WHAT NEEDS TO BE DONE — Find the line that contains "the black tire". Output it and every line after it to the end of the records, exactly as they appear.

=== WORKING DATA ===

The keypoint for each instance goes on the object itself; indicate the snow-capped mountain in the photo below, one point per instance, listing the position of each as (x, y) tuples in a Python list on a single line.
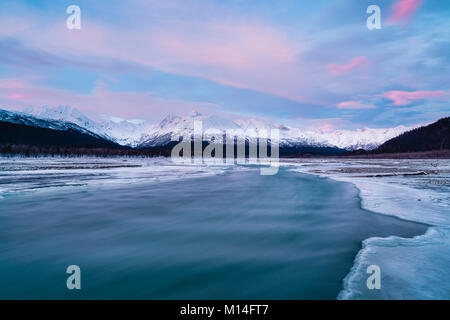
[(29, 120), (29, 134), (365, 138), (121, 131), (139, 133)]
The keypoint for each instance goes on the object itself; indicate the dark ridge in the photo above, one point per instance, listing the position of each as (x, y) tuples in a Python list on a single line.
[(433, 137), (20, 134)]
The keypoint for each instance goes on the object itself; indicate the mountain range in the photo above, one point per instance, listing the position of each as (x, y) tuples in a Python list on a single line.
[(143, 134)]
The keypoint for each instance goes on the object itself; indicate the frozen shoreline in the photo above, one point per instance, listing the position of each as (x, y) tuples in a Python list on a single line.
[(414, 268)]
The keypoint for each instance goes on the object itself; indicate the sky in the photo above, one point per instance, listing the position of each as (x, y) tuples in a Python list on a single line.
[(311, 64)]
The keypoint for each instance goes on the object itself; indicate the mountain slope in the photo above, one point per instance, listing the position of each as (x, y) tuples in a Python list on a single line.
[(21, 129), (433, 137), (142, 134), (123, 132)]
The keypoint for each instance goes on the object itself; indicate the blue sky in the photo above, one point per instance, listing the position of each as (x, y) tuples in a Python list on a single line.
[(311, 64)]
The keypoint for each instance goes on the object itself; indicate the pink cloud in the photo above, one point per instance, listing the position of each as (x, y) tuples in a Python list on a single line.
[(339, 69), (15, 94), (403, 10), (400, 98), (354, 105)]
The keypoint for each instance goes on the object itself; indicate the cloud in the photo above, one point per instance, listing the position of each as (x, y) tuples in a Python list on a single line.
[(401, 98), (354, 105), (403, 10), (15, 94), (354, 63)]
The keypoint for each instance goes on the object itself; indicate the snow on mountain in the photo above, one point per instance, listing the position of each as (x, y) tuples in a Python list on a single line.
[(142, 133), (29, 120), (124, 132), (365, 138)]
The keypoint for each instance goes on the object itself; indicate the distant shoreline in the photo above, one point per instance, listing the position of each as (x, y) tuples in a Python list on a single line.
[(32, 151)]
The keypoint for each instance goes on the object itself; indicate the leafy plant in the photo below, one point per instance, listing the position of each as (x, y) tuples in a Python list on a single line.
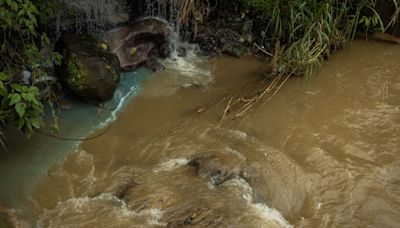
[(303, 33), (20, 45)]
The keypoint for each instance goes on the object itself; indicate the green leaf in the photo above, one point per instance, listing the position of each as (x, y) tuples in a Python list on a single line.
[(4, 76), (20, 108), (36, 122), (14, 98), (20, 123)]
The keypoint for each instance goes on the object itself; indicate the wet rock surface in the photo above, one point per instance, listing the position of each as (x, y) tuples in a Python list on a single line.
[(88, 70), (136, 44), (218, 168), (9, 219)]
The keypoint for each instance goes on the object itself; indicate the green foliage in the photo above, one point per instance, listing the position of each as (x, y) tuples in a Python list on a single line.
[(20, 45), (76, 75), (308, 31)]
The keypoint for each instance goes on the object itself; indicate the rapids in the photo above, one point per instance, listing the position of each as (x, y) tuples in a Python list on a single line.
[(319, 154)]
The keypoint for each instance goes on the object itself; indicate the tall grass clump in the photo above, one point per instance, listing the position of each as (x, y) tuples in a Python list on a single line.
[(300, 34)]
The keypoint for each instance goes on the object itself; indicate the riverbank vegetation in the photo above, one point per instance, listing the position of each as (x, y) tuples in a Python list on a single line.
[(297, 36)]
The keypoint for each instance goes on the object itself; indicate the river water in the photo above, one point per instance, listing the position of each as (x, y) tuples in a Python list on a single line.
[(319, 154)]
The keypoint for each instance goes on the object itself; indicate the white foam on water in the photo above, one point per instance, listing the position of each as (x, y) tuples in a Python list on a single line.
[(68, 210), (262, 210), (123, 99), (171, 165)]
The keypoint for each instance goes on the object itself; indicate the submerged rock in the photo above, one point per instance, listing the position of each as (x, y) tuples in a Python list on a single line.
[(135, 43), (219, 168), (9, 219), (88, 70)]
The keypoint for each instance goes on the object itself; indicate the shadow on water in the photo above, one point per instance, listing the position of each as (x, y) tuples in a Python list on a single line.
[(28, 158), (325, 154)]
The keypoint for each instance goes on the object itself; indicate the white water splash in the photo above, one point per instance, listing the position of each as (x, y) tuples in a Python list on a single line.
[(262, 210), (80, 211)]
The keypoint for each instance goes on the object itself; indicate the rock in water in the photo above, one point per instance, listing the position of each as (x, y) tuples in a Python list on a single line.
[(88, 70), (135, 43), (10, 219)]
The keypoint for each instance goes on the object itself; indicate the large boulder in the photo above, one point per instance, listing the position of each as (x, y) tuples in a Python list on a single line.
[(87, 69), (136, 43), (10, 219)]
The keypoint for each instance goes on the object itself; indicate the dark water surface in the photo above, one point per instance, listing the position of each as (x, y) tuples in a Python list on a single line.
[(325, 154)]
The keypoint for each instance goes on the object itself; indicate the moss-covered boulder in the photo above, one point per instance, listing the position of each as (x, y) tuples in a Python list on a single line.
[(87, 69)]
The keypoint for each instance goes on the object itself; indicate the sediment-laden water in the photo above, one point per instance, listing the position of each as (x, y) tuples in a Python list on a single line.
[(322, 154)]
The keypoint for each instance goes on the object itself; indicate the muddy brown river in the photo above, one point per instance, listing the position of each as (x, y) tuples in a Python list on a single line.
[(319, 154)]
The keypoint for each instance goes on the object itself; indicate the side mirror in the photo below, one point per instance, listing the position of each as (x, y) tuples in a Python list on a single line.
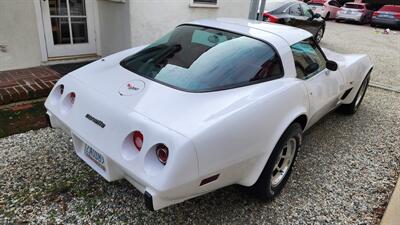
[(331, 65)]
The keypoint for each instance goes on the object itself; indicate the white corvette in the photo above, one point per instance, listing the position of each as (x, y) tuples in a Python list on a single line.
[(212, 103)]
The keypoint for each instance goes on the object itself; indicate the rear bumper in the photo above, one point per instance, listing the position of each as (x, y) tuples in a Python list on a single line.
[(388, 22), (154, 197), (350, 17)]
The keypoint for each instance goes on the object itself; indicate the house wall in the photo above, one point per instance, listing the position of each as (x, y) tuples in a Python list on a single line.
[(18, 31), (114, 26), (152, 18)]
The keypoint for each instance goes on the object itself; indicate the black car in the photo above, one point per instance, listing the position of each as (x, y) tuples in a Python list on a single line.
[(295, 13)]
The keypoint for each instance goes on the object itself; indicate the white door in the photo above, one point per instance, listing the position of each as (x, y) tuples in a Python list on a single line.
[(323, 86), (68, 27)]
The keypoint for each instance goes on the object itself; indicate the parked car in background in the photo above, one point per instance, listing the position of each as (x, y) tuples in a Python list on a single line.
[(388, 15), (327, 9), (357, 12), (212, 103), (317, 6), (295, 13)]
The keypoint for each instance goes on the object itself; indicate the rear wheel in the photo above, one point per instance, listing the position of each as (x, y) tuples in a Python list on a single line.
[(353, 106), (279, 165)]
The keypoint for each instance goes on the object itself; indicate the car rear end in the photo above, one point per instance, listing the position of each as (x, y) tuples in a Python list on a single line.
[(120, 143), (388, 15), (352, 12)]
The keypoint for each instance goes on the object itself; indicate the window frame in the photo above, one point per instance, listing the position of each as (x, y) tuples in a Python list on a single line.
[(323, 55), (306, 8), (226, 87), (199, 4)]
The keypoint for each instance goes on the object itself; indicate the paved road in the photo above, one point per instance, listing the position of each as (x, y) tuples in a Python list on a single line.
[(344, 174)]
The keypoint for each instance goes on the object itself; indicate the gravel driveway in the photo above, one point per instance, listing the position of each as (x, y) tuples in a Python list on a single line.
[(384, 49), (344, 175)]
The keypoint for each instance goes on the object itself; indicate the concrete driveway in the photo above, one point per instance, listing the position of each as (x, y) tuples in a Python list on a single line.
[(344, 174)]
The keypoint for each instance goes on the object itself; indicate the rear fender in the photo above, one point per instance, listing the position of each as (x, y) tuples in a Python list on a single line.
[(258, 163)]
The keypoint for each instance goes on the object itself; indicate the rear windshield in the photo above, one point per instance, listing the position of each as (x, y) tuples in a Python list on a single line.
[(273, 5), (195, 58), (390, 8), (353, 6), (315, 4)]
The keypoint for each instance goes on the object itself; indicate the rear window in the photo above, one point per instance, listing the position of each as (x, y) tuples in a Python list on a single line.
[(353, 6), (195, 58), (273, 5), (390, 8)]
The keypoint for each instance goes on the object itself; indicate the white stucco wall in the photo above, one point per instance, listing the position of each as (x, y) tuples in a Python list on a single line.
[(152, 18), (18, 30), (114, 26)]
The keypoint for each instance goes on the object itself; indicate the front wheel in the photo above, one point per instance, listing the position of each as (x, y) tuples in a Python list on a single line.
[(279, 165), (353, 106)]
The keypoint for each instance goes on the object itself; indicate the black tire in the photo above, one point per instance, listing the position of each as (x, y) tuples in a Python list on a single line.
[(263, 188), (353, 106)]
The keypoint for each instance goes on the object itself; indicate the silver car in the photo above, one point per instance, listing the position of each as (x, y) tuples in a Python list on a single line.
[(357, 12)]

===

RESPONSE AREA —
The keypoint for each instance goes on the object itself; indicate the black tire in the photo above, one point per instance, listing the position of each as (x, y) tuples in a Python list on a single line.
[(263, 188), (353, 106)]
The keypoint for each instance goes on the object itself; indicate the silver car in the photo above, one point per instance, listing the position of each as (x, y) tuples in a Python list on a single line.
[(357, 12)]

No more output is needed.